» **Challenge A**: Pull out every line in the listing below that contains the word "sofa". Case counts.

» **Document**:

Real quick before I head off again:
2)Time to reveal your juiciest texturing secrets! What is the one brush/filter/technique/approach you couldn't live without? Why is it so awesome?
In photoshop (and on a mac), Cmd+Shift+C copies everything you can see. Lets me quickly copy my textures into my terrain.png file or check for tiling without having to screw around with merging and undoing. Invaluable for saving my time. Possibly because I'm using CS3 and its just a bit buggy when doing that (very annoying, who wants to buy me a new photoshop?)
If you could tell me why my .zip files I create using my MAC don't want to work to show the textures within minecraft yet downloaded ones do work I'll be ever so grateful!
Its annoying me. Lots of people have asked on certain posts yet theirs never an answer!
EDIT: Actually I think I just figured it out :tongue.gif: You have to use winzip instead of the usual compress within the MAC system
Compress the files instead of the folder.
(this happens all the time, and would probably be a useful addition to the guide)

» **Material for the task**:
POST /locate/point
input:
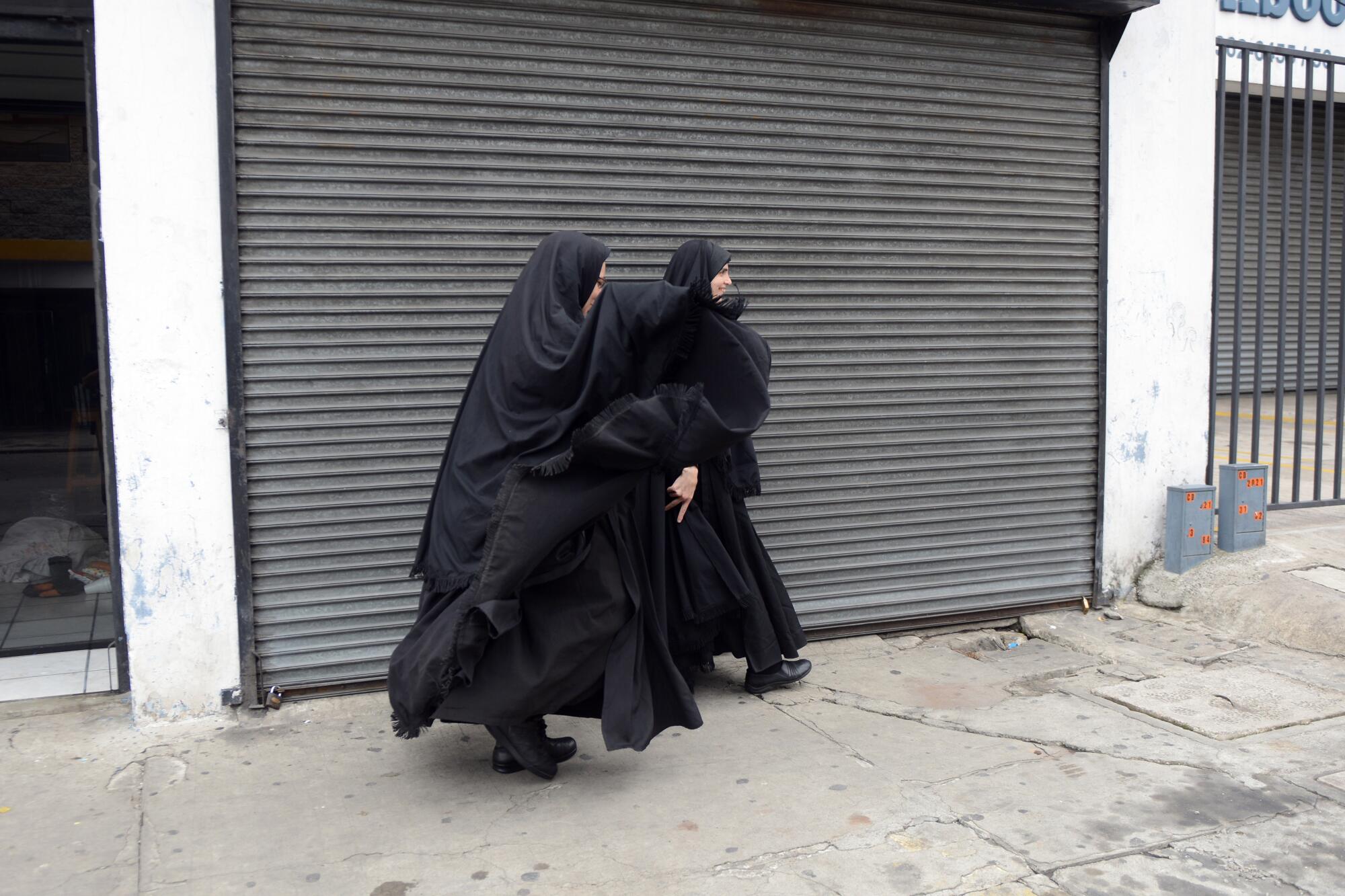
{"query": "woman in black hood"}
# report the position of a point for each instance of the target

---

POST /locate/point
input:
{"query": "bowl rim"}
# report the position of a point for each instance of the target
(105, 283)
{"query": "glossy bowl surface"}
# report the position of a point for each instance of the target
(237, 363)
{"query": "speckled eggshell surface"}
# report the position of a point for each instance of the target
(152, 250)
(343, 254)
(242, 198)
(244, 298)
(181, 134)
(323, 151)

* * *

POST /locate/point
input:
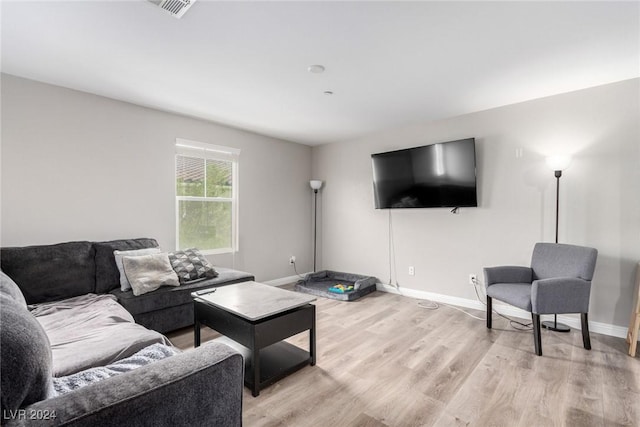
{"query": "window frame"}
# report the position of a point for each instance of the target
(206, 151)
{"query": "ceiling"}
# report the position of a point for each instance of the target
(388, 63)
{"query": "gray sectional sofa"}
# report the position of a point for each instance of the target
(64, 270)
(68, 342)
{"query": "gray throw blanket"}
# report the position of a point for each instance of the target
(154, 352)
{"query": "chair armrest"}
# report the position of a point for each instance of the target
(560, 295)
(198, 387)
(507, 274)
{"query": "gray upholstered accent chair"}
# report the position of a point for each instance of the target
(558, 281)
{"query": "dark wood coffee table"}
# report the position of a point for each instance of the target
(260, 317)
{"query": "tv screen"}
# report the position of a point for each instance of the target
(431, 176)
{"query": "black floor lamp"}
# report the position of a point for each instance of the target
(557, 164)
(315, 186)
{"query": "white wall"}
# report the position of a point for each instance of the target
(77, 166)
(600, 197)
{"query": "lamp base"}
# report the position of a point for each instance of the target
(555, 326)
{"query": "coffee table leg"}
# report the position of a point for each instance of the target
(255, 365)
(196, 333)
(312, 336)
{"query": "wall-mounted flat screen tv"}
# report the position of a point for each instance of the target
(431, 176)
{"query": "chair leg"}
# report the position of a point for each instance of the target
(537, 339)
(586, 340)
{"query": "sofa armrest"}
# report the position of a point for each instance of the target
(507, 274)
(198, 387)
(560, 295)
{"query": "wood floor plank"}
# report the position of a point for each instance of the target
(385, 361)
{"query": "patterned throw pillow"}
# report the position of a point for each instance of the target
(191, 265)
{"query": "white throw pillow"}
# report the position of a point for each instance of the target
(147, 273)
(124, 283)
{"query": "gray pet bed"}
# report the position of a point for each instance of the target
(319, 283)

» **Challenge B**: Transcribe the part of the texturing forum post above that begins with the words containing "In photoshop (and" and ends with "of the folder.", word for word.

» **Complete output A**:
{"query": "gray sectional sofa"}
{"query": "sofa armrest"}

» **Complete output B**:
In photoshop (and on a mac), Cmd+Shift+C copies everything you can see. Lets me quickly copy my textures into my terrain.png file or check for tiling without having to screw around with merging and undoing. Invaluable for saving my time. Possibly because I'm using CS3 and its just a bit buggy when doing that (very annoying, who wants to buy me a new photoshop?)
If you could tell me why my .zip files I create using my MAC don't want to work to show the textures within minecraft yet downloaded ones do work I'll be ever so grateful!
Its annoying me. Lots of people have asked on certain posts yet theirs never an answer!
EDIT: Actually I think I just figured it out :tongue.gif: You have to use winzip instead of the usual compress within the MAC system
Compress the files instead of the folder.